— START SOURCE RECORDS —

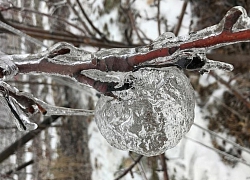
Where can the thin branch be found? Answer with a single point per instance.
(158, 17)
(130, 167)
(225, 139)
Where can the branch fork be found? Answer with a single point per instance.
(186, 52)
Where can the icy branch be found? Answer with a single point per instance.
(144, 107)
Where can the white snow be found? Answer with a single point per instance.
(188, 159)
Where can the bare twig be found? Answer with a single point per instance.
(158, 17)
(130, 167)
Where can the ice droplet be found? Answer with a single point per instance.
(152, 116)
(9, 69)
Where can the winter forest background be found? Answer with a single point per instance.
(71, 147)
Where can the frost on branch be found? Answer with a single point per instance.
(147, 103)
(151, 116)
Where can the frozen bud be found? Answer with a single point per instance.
(8, 68)
(150, 117)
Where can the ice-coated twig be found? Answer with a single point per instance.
(66, 60)
(185, 52)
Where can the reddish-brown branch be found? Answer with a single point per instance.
(129, 61)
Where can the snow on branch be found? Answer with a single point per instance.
(145, 107)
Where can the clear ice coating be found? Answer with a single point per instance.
(150, 117)
(8, 67)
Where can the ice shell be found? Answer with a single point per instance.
(152, 116)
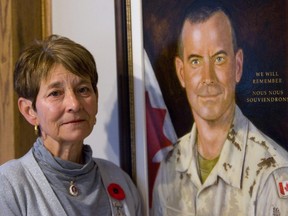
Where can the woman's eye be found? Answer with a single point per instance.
(84, 90)
(219, 59)
(195, 61)
(55, 93)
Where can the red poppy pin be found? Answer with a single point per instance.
(116, 192)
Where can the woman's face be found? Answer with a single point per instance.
(66, 107)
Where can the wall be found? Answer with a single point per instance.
(91, 23)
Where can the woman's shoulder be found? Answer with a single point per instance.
(14, 167)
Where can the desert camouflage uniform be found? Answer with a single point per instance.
(245, 181)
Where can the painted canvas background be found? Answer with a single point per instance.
(262, 33)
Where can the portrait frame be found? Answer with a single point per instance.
(131, 93)
(252, 110)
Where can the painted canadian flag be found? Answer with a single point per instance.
(160, 131)
(283, 188)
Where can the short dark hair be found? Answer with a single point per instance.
(37, 60)
(200, 11)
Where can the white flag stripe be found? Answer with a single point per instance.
(156, 99)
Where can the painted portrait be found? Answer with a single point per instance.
(261, 31)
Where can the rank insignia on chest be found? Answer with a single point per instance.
(283, 189)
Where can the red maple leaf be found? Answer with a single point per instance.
(286, 186)
(156, 140)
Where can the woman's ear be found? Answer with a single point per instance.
(26, 109)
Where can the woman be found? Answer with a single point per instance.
(56, 80)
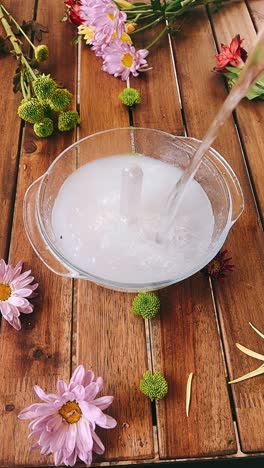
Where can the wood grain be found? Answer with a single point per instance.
(10, 124)
(240, 298)
(250, 115)
(186, 332)
(40, 352)
(157, 88)
(109, 337)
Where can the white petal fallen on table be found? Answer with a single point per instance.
(188, 393)
(256, 330)
(249, 352)
(258, 371)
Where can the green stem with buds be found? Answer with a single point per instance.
(12, 38)
(17, 26)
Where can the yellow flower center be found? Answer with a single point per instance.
(5, 292)
(214, 266)
(71, 412)
(124, 38)
(88, 33)
(127, 60)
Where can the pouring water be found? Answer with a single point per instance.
(252, 69)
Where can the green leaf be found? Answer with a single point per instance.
(35, 27)
(156, 5)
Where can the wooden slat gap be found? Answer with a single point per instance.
(238, 130)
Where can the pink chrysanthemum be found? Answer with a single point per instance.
(15, 290)
(121, 59)
(105, 17)
(65, 423)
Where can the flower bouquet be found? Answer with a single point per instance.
(109, 27)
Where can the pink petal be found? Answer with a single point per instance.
(54, 423)
(91, 391)
(70, 440)
(28, 309)
(18, 301)
(88, 378)
(57, 439)
(37, 409)
(77, 376)
(103, 402)
(78, 392)
(84, 436)
(86, 457)
(24, 292)
(58, 457)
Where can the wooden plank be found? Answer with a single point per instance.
(40, 352)
(109, 337)
(9, 152)
(157, 109)
(240, 298)
(256, 9)
(232, 20)
(185, 338)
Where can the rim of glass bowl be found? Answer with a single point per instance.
(75, 271)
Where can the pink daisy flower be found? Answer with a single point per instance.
(121, 59)
(105, 17)
(15, 290)
(64, 424)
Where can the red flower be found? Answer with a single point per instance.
(73, 12)
(230, 55)
(219, 266)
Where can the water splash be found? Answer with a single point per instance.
(250, 72)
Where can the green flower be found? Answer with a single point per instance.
(44, 87)
(48, 112)
(44, 128)
(154, 385)
(146, 304)
(60, 100)
(41, 53)
(130, 97)
(31, 110)
(68, 120)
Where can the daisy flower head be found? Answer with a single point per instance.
(16, 289)
(105, 17)
(64, 423)
(121, 59)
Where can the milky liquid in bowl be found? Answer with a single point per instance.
(91, 233)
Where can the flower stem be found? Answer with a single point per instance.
(12, 38)
(18, 27)
(147, 26)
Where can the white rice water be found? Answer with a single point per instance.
(93, 234)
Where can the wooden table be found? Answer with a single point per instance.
(78, 322)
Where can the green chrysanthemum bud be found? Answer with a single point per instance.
(154, 385)
(130, 97)
(44, 87)
(147, 305)
(60, 100)
(41, 53)
(48, 112)
(68, 120)
(31, 110)
(44, 128)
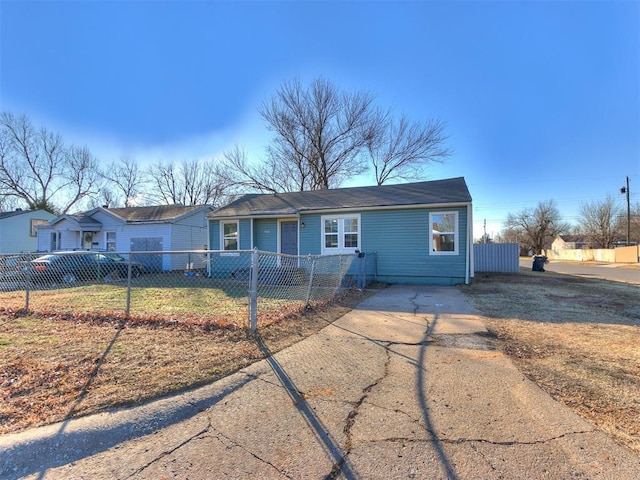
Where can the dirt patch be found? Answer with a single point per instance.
(54, 368)
(575, 337)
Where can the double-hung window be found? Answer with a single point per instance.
(443, 229)
(230, 235)
(340, 234)
(110, 241)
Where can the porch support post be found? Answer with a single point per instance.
(253, 289)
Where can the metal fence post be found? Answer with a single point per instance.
(128, 307)
(27, 284)
(309, 290)
(253, 289)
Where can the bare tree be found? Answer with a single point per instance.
(126, 177)
(194, 182)
(319, 133)
(269, 177)
(537, 228)
(401, 149)
(601, 222)
(37, 168)
(323, 136)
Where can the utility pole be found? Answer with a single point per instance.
(626, 190)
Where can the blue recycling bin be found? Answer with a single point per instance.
(538, 263)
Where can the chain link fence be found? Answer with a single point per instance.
(214, 288)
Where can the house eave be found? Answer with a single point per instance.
(385, 207)
(311, 211)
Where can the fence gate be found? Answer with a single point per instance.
(496, 257)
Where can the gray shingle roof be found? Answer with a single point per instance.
(448, 191)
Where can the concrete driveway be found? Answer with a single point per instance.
(408, 385)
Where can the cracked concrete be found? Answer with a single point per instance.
(409, 385)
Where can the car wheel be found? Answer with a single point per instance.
(69, 278)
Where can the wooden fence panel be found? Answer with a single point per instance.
(496, 257)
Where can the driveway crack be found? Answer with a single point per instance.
(195, 436)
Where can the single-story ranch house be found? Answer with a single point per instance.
(135, 229)
(420, 232)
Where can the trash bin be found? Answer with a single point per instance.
(538, 263)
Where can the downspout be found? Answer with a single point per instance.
(469, 259)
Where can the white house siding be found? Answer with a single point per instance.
(15, 232)
(147, 230)
(69, 236)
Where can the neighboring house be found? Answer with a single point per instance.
(420, 232)
(135, 229)
(570, 242)
(18, 230)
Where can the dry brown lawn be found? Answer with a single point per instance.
(55, 367)
(578, 338)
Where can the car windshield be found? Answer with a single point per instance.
(46, 257)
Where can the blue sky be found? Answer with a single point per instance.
(542, 99)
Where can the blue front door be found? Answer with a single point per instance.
(289, 238)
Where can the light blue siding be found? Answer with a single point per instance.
(310, 235)
(214, 235)
(400, 239)
(245, 235)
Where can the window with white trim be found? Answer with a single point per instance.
(230, 234)
(110, 241)
(443, 233)
(340, 234)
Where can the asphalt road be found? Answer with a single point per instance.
(608, 271)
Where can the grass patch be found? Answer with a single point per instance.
(62, 365)
(576, 337)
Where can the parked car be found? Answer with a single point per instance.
(70, 267)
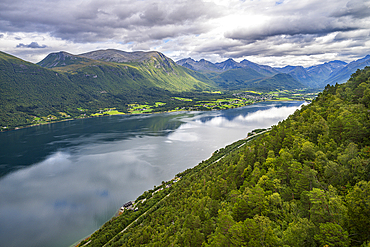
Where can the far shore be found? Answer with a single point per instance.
(129, 114)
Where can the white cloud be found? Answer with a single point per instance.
(265, 30)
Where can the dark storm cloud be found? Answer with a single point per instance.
(33, 45)
(357, 9)
(292, 26)
(104, 20)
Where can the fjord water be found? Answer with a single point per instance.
(60, 182)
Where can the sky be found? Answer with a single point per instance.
(269, 32)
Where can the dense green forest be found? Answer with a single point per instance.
(303, 183)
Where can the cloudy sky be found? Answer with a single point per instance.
(271, 32)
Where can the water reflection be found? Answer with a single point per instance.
(86, 169)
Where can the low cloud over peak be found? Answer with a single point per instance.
(211, 29)
(32, 45)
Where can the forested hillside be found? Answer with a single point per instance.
(303, 183)
(77, 86)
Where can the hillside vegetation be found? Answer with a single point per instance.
(303, 183)
(68, 83)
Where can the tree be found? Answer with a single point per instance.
(358, 202)
(299, 233)
(331, 234)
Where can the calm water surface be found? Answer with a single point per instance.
(60, 182)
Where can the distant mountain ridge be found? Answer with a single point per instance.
(317, 76)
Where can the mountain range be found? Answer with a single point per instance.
(62, 83)
(317, 76)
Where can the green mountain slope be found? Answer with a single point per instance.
(70, 85)
(306, 182)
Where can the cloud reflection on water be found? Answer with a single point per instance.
(76, 189)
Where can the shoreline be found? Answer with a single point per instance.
(129, 114)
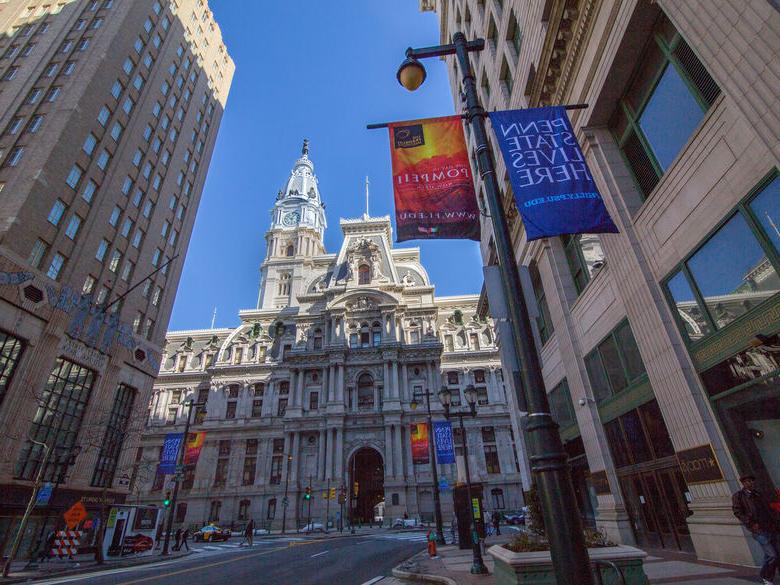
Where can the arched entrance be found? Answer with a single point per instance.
(367, 469)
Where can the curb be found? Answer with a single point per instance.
(401, 572)
(90, 569)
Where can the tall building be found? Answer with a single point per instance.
(314, 387)
(659, 344)
(109, 112)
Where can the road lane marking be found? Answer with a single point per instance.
(200, 567)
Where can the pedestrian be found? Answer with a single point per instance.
(496, 518)
(249, 533)
(756, 514)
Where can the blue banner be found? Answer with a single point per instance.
(442, 438)
(170, 454)
(554, 190)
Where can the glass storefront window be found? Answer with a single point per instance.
(733, 272)
(670, 117)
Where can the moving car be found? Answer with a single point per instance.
(211, 533)
(514, 517)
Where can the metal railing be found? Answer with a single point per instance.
(610, 565)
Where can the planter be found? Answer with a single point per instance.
(535, 568)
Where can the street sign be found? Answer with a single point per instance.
(44, 494)
(75, 514)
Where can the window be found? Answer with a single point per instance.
(10, 351)
(73, 227)
(561, 406)
(56, 212)
(543, 321)
(364, 274)
(734, 270)
(37, 253)
(102, 249)
(114, 437)
(248, 474)
(89, 144)
(74, 176)
(615, 363)
(104, 115)
(35, 123)
(666, 101)
(216, 505)
(15, 157)
(584, 256)
(59, 415)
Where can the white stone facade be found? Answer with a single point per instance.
(598, 52)
(328, 364)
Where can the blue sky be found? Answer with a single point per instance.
(322, 71)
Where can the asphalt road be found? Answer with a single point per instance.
(334, 561)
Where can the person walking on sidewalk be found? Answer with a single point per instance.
(755, 513)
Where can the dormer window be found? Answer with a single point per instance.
(364, 274)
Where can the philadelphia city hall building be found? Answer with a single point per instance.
(315, 387)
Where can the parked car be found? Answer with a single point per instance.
(211, 533)
(514, 517)
(405, 523)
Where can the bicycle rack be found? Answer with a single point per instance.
(611, 565)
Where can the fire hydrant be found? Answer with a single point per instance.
(432, 544)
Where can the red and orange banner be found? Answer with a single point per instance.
(193, 447)
(432, 180)
(419, 437)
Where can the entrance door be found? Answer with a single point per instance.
(658, 508)
(368, 472)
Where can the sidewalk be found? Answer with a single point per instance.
(662, 568)
(84, 563)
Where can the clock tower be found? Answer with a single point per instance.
(295, 237)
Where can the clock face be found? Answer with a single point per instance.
(291, 218)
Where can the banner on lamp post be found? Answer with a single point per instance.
(442, 438)
(432, 180)
(419, 438)
(193, 447)
(170, 453)
(553, 186)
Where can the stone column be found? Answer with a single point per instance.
(398, 459)
(404, 382)
(321, 456)
(299, 388)
(389, 467)
(339, 452)
(296, 453)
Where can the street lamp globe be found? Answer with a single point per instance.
(411, 74)
(471, 394)
(445, 396)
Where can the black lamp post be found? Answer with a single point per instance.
(286, 501)
(478, 565)
(547, 458)
(179, 460)
(434, 471)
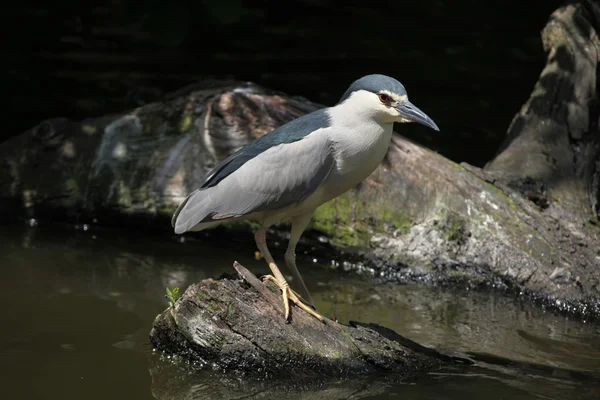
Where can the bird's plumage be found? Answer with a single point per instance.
(300, 165)
(375, 83)
(279, 169)
(294, 169)
(288, 133)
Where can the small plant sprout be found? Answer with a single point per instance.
(172, 295)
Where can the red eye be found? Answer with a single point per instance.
(384, 98)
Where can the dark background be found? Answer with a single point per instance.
(469, 64)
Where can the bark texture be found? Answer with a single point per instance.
(239, 325)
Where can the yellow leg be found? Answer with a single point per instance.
(287, 293)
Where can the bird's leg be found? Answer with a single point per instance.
(277, 277)
(299, 224)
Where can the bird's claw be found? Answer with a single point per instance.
(290, 295)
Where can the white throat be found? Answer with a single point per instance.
(359, 138)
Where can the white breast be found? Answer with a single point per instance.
(359, 144)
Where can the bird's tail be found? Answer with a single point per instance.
(194, 209)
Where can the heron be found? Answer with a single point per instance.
(295, 168)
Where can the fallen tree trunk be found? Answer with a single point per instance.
(527, 222)
(239, 325)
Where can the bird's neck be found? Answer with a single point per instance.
(359, 126)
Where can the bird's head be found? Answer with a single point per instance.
(385, 99)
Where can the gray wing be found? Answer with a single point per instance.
(276, 178)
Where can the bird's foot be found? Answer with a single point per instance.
(291, 296)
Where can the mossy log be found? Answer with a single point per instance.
(238, 324)
(528, 221)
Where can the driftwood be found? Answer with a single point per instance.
(527, 222)
(238, 325)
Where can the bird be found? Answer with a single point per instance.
(292, 170)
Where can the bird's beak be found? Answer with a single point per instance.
(412, 113)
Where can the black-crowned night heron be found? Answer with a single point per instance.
(292, 170)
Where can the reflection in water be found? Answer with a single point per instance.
(78, 309)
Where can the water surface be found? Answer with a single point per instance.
(78, 307)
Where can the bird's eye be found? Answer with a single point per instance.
(384, 98)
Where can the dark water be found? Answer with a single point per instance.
(78, 306)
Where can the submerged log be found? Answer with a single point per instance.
(238, 324)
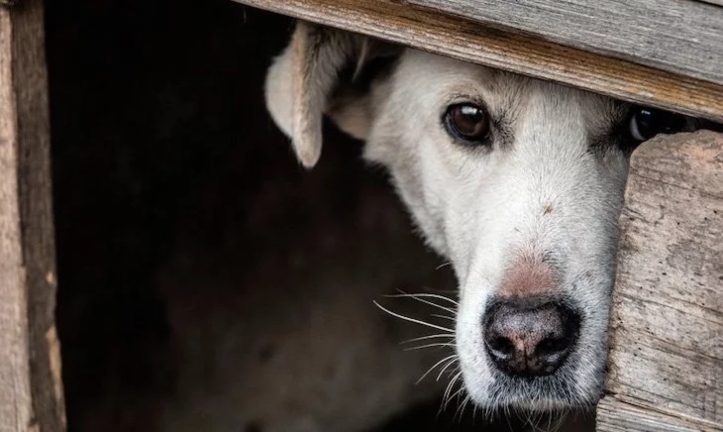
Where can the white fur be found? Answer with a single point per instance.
(482, 208)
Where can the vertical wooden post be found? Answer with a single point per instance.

— END SOURCE RECORDS —

- TO DO:
Leave the pictures out, and reproduce only the lines from the line holding "Where can the bird's tail" through the last line of the material, both included.

- RESULT BELOW:
Where can the bird's tail be found? Answer with a single point per instance.
(194, 209)
Where can the heron be found? Answer with a single point per instance.
(295, 168)
Where can the fallen tree trunk be found? Answer with a single point per instance.
(527, 222)
(239, 325)
Where can the bird's neck be found? Answer with a single point per instance.
(359, 126)
Where can the bird's head be found? Answer with a single point per instance.
(385, 99)
Where can the gray wing be found? Answer with a single point per instance.
(276, 178)
Where can the bird's foot be found? Answer with a single point per instance.
(291, 296)
Where can the mossy log be found? Answer with a single point per instance.
(238, 324)
(528, 221)
Where can the driftwood be found? Answer with a single point per instance.
(527, 222)
(238, 325)
Where can the bird be found? Answer with a single point per instance.
(292, 170)
Where can the bird's beak be found? Answer with a single point per instance.
(412, 113)
Where can the black-crowned night heron be found? Answer with a single point per instance.
(292, 170)
Where can the reflection in water be found? Answer with a single point per instance.
(78, 309)
Where can the water surface be found? Answer with a single point per instance.
(78, 307)
Where can the bird's eye be found? Answer with a single point per instance.
(384, 98)
Where can the dark water be found? Answer with a single point per instance.
(78, 306)
Where can the submerged log be found? Answer with a single point per instance.
(238, 324)
Where can the white fur be found? Answer with a single point per instance.
(482, 208)
Where can the vertical wooden post be found? Answer with a single point per instance.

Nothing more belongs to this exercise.